SELECTED TEXT:
━━━━━━━━━━
= American Collegiate Hockey Association (1986–1989) =

American college ice hockey conference

The American Collegiate Hockey Association (ACHA) was an American college ice hockey conference from 1986 to 1989 made of varsity programs from Division I and Division II of the National Collegiate Athletic Association (NCAA) and from the National Association of Intercollegiate Athletics (NAIA). The league disbanded after three seasons because it did not meet the minimum number of members required to be recognized by the NCAA. The American Collegiate Hockey Association that started in 1991 and governs a national collection of club hockey teams is unaffiliated with the ACHA (1986–1989).

== History ==
The ACHA was formed by two NCAA Division I independent programs, University of Notre Dame Fighting Irish and Kent State University Golden Flashes, one NCAA Division II independent program, Lake Forest College Foresters, and one NAIA program, University of Michigan–Dearborn Wolves. The four schools shared a common philosophy on athletics, education, and finances.
━━━━━━━━━━
Stored data:
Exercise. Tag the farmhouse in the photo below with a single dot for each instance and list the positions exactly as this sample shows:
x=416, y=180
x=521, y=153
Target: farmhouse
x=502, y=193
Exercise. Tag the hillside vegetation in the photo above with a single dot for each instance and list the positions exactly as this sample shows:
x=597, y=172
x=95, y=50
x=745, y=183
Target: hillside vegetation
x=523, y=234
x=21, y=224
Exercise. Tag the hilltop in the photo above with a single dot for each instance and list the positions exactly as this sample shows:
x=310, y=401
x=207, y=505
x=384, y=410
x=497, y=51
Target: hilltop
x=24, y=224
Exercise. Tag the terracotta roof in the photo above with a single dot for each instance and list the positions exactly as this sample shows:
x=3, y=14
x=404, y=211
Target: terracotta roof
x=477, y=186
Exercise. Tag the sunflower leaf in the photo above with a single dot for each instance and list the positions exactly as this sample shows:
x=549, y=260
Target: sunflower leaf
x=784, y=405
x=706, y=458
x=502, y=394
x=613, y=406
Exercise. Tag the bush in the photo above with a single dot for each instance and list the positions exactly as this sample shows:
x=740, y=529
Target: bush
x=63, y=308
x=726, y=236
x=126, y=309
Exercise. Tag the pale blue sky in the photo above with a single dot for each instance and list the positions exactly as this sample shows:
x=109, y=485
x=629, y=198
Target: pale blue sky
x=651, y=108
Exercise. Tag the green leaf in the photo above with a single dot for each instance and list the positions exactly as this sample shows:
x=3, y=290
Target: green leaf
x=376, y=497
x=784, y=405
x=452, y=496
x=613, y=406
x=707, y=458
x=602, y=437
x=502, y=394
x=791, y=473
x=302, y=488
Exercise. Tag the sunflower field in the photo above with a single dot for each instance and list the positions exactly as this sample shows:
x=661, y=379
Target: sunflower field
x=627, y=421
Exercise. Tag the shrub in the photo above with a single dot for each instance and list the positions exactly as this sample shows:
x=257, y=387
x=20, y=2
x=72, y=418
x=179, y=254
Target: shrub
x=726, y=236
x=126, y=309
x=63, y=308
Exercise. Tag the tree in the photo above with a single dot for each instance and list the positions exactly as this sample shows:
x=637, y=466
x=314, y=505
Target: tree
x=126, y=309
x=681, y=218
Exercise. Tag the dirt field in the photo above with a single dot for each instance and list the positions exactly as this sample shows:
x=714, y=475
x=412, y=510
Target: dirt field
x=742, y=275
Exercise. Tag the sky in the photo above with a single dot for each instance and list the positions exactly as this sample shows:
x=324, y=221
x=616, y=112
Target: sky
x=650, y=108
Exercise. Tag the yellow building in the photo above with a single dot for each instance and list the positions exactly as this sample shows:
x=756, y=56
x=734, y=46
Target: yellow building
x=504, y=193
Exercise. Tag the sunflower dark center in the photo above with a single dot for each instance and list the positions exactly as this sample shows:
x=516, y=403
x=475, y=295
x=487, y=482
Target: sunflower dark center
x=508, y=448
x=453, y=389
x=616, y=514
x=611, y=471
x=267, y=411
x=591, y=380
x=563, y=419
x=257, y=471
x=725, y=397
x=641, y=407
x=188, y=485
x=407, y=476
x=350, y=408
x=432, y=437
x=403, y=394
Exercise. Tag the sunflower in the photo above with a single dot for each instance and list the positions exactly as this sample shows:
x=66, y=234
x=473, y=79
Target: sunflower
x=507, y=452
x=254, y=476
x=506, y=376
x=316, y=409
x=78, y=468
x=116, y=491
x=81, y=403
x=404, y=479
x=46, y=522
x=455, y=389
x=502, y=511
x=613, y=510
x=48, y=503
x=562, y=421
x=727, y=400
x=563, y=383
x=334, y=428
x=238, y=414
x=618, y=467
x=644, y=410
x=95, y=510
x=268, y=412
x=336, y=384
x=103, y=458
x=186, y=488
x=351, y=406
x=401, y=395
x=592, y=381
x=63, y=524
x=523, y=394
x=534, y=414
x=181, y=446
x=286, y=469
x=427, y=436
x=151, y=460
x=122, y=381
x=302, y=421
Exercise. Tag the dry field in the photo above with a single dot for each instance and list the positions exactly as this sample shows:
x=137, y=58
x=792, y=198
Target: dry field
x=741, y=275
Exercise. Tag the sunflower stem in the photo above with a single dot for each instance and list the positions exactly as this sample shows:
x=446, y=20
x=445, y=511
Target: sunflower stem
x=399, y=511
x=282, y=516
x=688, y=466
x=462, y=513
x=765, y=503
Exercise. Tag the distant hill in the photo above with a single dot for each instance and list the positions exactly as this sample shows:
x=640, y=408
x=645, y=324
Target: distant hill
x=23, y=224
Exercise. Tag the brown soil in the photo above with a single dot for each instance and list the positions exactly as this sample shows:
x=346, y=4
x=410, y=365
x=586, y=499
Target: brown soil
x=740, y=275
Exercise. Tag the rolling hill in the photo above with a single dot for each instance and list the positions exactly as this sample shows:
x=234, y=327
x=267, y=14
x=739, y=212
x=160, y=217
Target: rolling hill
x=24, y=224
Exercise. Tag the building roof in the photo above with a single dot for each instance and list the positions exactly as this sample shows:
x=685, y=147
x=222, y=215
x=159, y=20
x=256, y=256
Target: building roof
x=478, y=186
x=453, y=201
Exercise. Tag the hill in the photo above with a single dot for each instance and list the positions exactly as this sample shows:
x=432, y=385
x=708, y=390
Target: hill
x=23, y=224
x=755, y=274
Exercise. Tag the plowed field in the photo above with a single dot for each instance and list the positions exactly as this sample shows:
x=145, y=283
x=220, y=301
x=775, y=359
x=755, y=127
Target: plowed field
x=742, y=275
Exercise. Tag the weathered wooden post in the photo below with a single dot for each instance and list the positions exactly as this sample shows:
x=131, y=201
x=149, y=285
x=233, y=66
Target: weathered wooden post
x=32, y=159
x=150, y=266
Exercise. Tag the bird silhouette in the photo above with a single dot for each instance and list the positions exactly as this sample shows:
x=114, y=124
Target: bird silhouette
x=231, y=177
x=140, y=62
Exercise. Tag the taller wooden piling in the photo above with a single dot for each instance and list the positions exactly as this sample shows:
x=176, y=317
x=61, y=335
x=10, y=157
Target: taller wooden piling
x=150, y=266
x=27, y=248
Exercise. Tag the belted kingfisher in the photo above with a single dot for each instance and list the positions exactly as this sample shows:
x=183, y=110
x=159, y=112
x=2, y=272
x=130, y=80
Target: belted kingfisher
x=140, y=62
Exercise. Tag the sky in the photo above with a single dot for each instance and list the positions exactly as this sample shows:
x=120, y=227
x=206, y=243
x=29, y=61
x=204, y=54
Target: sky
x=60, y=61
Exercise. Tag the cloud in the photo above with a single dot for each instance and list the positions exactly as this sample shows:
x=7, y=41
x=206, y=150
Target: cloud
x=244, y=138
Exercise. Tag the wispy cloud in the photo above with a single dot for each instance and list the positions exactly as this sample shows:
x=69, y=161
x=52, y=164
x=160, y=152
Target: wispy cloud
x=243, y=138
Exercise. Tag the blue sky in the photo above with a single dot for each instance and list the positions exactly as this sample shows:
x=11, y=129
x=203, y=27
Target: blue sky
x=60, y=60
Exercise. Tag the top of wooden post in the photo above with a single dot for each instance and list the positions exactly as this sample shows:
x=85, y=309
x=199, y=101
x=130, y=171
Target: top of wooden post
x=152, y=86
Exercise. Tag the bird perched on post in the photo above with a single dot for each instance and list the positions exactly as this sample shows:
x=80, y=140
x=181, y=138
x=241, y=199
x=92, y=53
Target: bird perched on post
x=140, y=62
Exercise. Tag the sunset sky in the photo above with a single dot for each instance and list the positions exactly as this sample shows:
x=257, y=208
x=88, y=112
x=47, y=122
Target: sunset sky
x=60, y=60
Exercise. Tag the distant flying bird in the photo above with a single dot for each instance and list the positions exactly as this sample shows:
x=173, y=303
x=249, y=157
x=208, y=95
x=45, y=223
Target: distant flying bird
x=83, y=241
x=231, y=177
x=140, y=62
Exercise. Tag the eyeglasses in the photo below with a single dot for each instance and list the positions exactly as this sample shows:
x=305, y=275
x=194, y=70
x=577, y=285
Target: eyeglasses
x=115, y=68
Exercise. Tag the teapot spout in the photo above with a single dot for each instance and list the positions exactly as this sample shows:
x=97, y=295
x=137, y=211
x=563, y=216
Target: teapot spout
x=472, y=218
━━━━━━━━━━
REQUIREMENT 1:
Translate this sentence from the text about the hockey conference into Spanish: "The four schools shared a common philosophy on athletics, education, and finances."
REQUIREMENT 2:
Rewrite the rows of stored data starting at the line that contains "Exercise. Tag the hillside" and ending at the line that contains "x=21, y=224", with "vegetation" replaced by "greenery" and everything else left unchanged. Give only those lines.
The text about the hockey conference and the stored data have nothing to do with each other.

COMPLETE ANSWER 1:
Las cuatro escuelas compartían una filosofía común sobre el deporte, la educación y las finanzas.

COMPLETE ANSWER 2:
Exercise. Tag the hillside greenery in the photo above with a single dot for each instance and list the positions exactly as this sample shows:
x=597, y=172
x=95, y=50
x=745, y=183
Target: hillside greenery
x=523, y=234
x=21, y=224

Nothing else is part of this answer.